** Begin MATERIAL FOR THE TASK **
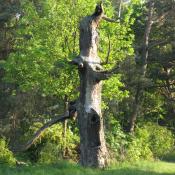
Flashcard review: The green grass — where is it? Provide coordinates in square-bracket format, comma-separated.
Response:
[0, 161, 175, 175]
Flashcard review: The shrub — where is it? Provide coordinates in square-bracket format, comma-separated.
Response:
[106, 115, 128, 161]
[144, 123, 174, 158]
[127, 123, 174, 161]
[22, 123, 79, 163]
[0, 138, 16, 165]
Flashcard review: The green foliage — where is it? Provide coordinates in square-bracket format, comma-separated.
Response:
[0, 161, 175, 175]
[127, 123, 174, 161]
[126, 129, 153, 162]
[22, 123, 79, 163]
[106, 115, 128, 162]
[144, 123, 174, 158]
[0, 139, 16, 165]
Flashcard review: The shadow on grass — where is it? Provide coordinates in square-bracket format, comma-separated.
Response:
[0, 162, 175, 175]
[162, 151, 175, 163]
[101, 168, 175, 175]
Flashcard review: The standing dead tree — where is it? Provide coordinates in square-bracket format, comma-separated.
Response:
[16, 3, 118, 168]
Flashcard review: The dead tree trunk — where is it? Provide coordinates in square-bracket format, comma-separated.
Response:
[72, 4, 115, 168]
[17, 4, 118, 168]
[129, 0, 154, 133]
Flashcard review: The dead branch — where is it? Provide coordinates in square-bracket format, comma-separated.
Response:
[13, 101, 76, 152]
[102, 15, 117, 22]
[101, 35, 111, 65]
[95, 65, 120, 81]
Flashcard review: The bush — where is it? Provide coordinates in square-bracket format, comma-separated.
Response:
[127, 123, 174, 161]
[38, 124, 79, 163]
[106, 115, 128, 163]
[0, 139, 16, 165]
[22, 123, 79, 164]
[144, 123, 174, 158]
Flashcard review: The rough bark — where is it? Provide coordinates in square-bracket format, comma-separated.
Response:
[72, 4, 109, 168]
[129, 0, 154, 133]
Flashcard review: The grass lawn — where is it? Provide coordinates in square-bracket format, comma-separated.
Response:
[0, 161, 175, 175]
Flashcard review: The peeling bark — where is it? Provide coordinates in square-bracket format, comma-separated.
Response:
[129, 0, 154, 133]
[72, 4, 107, 168]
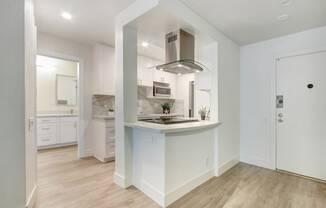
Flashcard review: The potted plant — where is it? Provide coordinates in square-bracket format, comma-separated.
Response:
[198, 106, 207, 120]
[161, 103, 172, 114]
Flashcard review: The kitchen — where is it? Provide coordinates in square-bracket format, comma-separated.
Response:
[91, 29, 216, 167]
[5, 0, 326, 208]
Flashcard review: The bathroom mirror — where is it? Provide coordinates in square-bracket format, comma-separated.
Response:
[56, 74, 77, 106]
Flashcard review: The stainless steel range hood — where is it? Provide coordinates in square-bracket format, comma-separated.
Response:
[156, 29, 205, 74]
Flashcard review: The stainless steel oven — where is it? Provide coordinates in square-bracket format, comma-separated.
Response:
[153, 82, 171, 97]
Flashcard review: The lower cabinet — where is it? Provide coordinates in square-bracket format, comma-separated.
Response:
[37, 117, 78, 148]
[92, 118, 115, 162]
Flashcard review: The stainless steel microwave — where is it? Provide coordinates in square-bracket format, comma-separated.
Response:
[153, 82, 172, 97]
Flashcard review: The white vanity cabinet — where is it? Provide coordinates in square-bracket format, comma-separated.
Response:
[37, 116, 78, 149]
[91, 117, 115, 162]
[57, 117, 77, 144]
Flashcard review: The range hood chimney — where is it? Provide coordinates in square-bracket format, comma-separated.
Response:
[156, 29, 205, 74]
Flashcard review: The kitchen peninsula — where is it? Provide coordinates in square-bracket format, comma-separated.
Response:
[125, 121, 219, 207]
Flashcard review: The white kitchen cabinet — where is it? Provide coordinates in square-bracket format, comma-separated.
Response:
[195, 71, 212, 91]
[137, 56, 156, 87]
[92, 44, 116, 95]
[58, 117, 77, 143]
[37, 116, 78, 148]
[91, 118, 115, 162]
** End MATERIAL FOR THE TASK **
● **TASK BRIEF**
Duplicate these records line for line, omitting the pictures.

● **SOLUTION FOR THIS EXERCISE**
Flashcard review: The green grass — where is it? Provide coordinates in square-bracket format, comma-separated.
Response:
[0, 161, 175, 175]
Flashcard review: The shrub — where is it? Provide coordinates in square-bracket format, comma-separated.
Response:
[106, 115, 128, 161]
[144, 123, 174, 158]
[127, 123, 174, 161]
[22, 123, 79, 163]
[0, 138, 16, 165]
Flashcard review: The green foliage — where is it? Provide coordinates in square-bracket format, comma-separated.
Response:
[0, 161, 175, 175]
[127, 123, 174, 161]
[126, 129, 153, 162]
[22, 123, 79, 163]
[106, 115, 128, 162]
[144, 123, 174, 158]
[0, 139, 16, 165]
Flashcard review: The shadow on grass — where is it? Provide coordinates in square-bracket format, comma-separated.
Response:
[0, 162, 175, 175]
[162, 151, 175, 163]
[101, 168, 175, 175]
Flashcard review: The standing dead tree — where is it? Provide coordinates in square-bracket format, comma-separated.
Response:
[16, 3, 118, 168]
Flashcard review: The dead tree trunk — where is it? Provide coordinates in square-bracket format, comma-separated.
Response:
[72, 4, 115, 168]
[17, 4, 118, 168]
[129, 0, 154, 133]
Flashcard review: The dead branch — where is it? Provide coordinates in square-bracket format, comma-separated.
Response:
[13, 101, 76, 152]
[102, 15, 117, 22]
[101, 35, 111, 65]
[95, 65, 120, 81]
Flashcard review: The bush — where is it? Provide coordinates in square-bracket format, comma-separated.
Response:
[127, 123, 174, 161]
[38, 124, 79, 163]
[106, 115, 128, 163]
[0, 139, 16, 165]
[22, 123, 79, 164]
[144, 123, 174, 158]
Flashcard review: The rough bark — where is it? Provide coordinates in square-bracket format, comma-separated.
Response:
[72, 4, 109, 168]
[129, 0, 154, 133]
Flashcard review: The grass lawn — where is it? Provide coordinates in square-bracket format, comma-separated.
Response:
[0, 161, 175, 175]
Flashcard review: The peeling bark — where is it? Provide coordinates in square-bracket format, comma-separated.
Response:
[129, 0, 154, 133]
[72, 4, 107, 168]
Flashcard review: The potted plant — where is it? Provide coordinates in square-bracket format, comma-separated.
Response:
[198, 106, 207, 120]
[161, 103, 172, 114]
Flashcard review: The kitchen — where is it? Provide coordinates in square-bracket format, comma-separated.
Response:
[91, 29, 216, 167]
[5, 0, 326, 208]
Flashcard review: The bathroom mirror — where is it? Provide coordinates in square-bracket format, comma-separated.
Response:
[56, 74, 77, 106]
Flashcard review: The stainless steel range hood — where is it? Provide coordinates in square-bracket format, comma-separated.
Response:
[156, 29, 205, 74]
Flashcard review: The stainless steel oven — where is it? Provide coordinates in square-bracket format, comma-separated.
Response:
[153, 82, 171, 97]
Flashcard review: The lower cabinet — where is it? Provide coordinates in square-bracket format, comma-separated.
Response:
[37, 117, 78, 148]
[92, 118, 115, 162]
Flashcard review: The stainless steel microwave — where is it? Provide coordinates in square-bracket format, comma-separated.
Response:
[153, 82, 172, 97]
Flashcard review: The white vanity cabinet — where is it? Provide coordinates in square-bracket format, comma-separated.
Response:
[37, 116, 78, 149]
[91, 117, 115, 162]
[57, 117, 77, 144]
Flashcard review: The range hood chimney — where is it? Provide coordinates in square-bracket format, comma-separated.
Response:
[156, 29, 205, 74]
Flashcard review: The kitchen peninsula — where is it? Provide coordinates in square-bracket format, comma-separated.
Response:
[125, 121, 219, 207]
Flashcard review: The white kitchen cabinet — where is it? Provide coordinates in square-bracket format, comma-separated.
Response:
[195, 71, 212, 91]
[137, 56, 156, 87]
[92, 44, 116, 95]
[58, 117, 77, 143]
[37, 116, 78, 148]
[91, 118, 115, 162]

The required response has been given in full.